- _Dataset records_
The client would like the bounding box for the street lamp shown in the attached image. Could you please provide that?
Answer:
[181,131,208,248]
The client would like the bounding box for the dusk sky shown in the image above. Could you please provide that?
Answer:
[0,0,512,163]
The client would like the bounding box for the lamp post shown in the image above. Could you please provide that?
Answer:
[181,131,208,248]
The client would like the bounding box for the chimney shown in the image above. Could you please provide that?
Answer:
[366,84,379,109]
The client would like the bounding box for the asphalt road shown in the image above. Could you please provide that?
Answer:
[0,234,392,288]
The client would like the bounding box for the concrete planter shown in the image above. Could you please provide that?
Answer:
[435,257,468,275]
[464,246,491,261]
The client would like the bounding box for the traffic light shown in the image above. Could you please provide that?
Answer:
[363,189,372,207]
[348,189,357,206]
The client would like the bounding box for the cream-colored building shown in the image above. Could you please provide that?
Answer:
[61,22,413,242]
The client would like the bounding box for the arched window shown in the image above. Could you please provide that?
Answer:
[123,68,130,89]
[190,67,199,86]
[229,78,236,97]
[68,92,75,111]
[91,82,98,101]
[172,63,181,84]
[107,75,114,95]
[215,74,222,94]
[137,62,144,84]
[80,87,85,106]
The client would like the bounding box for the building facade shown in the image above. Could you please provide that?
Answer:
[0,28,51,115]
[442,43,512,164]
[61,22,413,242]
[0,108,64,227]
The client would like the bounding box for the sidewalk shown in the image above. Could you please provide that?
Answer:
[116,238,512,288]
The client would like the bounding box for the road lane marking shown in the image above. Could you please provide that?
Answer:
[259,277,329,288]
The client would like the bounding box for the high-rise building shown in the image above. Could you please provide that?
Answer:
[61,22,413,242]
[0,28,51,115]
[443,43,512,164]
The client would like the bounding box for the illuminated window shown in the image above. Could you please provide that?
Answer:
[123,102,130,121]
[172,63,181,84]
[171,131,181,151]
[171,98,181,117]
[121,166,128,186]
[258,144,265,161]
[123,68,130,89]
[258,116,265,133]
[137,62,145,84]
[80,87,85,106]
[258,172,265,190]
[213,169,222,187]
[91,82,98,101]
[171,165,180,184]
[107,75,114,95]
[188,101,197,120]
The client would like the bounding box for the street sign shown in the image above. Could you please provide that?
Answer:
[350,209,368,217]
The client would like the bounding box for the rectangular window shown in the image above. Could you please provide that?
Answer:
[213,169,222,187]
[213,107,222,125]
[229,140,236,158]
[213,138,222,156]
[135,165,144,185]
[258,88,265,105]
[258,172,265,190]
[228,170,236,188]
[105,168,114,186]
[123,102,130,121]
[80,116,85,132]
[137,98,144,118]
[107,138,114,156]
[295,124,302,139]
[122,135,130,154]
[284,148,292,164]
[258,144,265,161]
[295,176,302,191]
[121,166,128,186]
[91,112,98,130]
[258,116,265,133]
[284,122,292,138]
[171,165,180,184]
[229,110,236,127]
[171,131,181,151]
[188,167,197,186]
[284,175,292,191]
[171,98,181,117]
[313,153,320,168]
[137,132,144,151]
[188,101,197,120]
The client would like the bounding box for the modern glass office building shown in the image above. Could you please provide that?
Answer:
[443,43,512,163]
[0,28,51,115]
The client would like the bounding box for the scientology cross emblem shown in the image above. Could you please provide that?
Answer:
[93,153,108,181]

- _Work to be completed_
Can you convert all the records above into a two-column CSV with the header request_text,answer_text and one row per record? Put each record's text and its answer in their own quoted fields, with line breaks turned into spaces.

- _Answer to this exercise_
request_text,answer_text
"The client would like the bounding box for the street lamp shown in the attached image. Could you please provide that? Answer:","[181,131,208,248]"
"The client would like the bounding box for the dusk sky shown in the image above. Could you please provide that? Answer:","[0,0,512,163]"
"The client would like the bounding box for the lamp post shown in the image above. Could you please provide that? Answer:","[181,131,208,248]"
"The client would like the bounding box for the chimney shown in the image above. Could you please provide that? Answer:","[366,84,379,109]"
"The client would like the bounding box for the asphalt road shown in the image above. Could you please provide that? Answer:","[0,234,392,288]"
"The client would like the bounding box for the concrete planter shown in the image above. Could you please provide that? Answer:","[435,257,468,275] [464,246,491,261]"
"The client would like the bounding box for the traffic light shown in the image above. Could you please provide that? Answer:","[363,189,372,207] [348,189,357,206]"
"The client would like the bounding box for the cream-colored building shown in the image above. Could you please provide that? Answer:","[61,22,413,242]"
"The client would like the bounding box for the arched window shown in the image above. Could you please provide that? Answer:","[123,68,130,89] [190,67,199,86] [229,78,236,97] [68,92,75,111] [91,82,98,101] [172,63,181,84] [107,75,114,95] [215,74,222,94] [137,62,144,84] [80,87,85,106]"
"The client would like the bounding box for the building facade shown in the image above. Could you please provide that? Answer:","[0,28,51,115] [442,43,512,164] [61,22,413,242] [0,108,64,227]"
"The client would like the bounding box for the sidewalk shown in the image above. Could you please provide that? Answer:","[116,238,512,288]"
"The client would like the bounding box for the road lane marking shown in the image above. Could you please provide that? Answer:","[259,277,329,288]"
"The client would like the bounding box for the high-rise building shown in the image above. Could you please provide that? Answer:","[61,22,413,242] [0,28,51,115] [443,43,512,164]"
"The client would like the bounding box for the illuminated window shown in the image above. Could you please provide that? Answer:","[123,102,130,121] [172,63,181,84] [171,131,181,151] [171,98,181,117] [121,166,128,186] [258,144,265,161] [123,68,130,89] [258,116,265,133] [137,62,145,84] [80,87,85,106] [258,172,265,190] [213,169,222,187] [91,82,98,101] [171,165,180,184] [107,75,114,95] [188,101,197,120]"
"The client would like the bounding box for the street sign shown in the image above. Could you please provide that? Answer:","[350,209,368,217]"
"The client would like the bounding box for the rectangular window shown in the image above. Could you please provide that? Answer:","[213,169,222,187] [213,107,222,125] [229,140,236,158] [213,138,222,156] [135,165,144,185] [258,88,265,105] [258,172,265,190] [228,170,236,188] [105,168,114,186] [123,102,130,121] [80,116,85,132] [137,98,144,118] [107,138,114,156] [295,124,302,139] [122,135,130,154] [284,148,292,164] [258,144,265,161] [295,176,302,191] [121,166,128,186] [91,112,98,130] [258,116,265,133] [284,122,292,138] [171,165,180,184] [229,110,236,127] [171,131,181,151] [188,167,197,186] [284,175,292,191] [171,98,181,117] [313,153,320,168] [137,132,144,151] [188,101,197,120]"
"The client would like the bounding box for the modern glass office building shown in the image above. Could you please provide that? Answer:","[443,43,512,163] [0,28,51,115]"
"The client would like the bounding box for the scientology cross emblem shown in the image above. Could you please provide that? Answer:","[93,153,108,181]"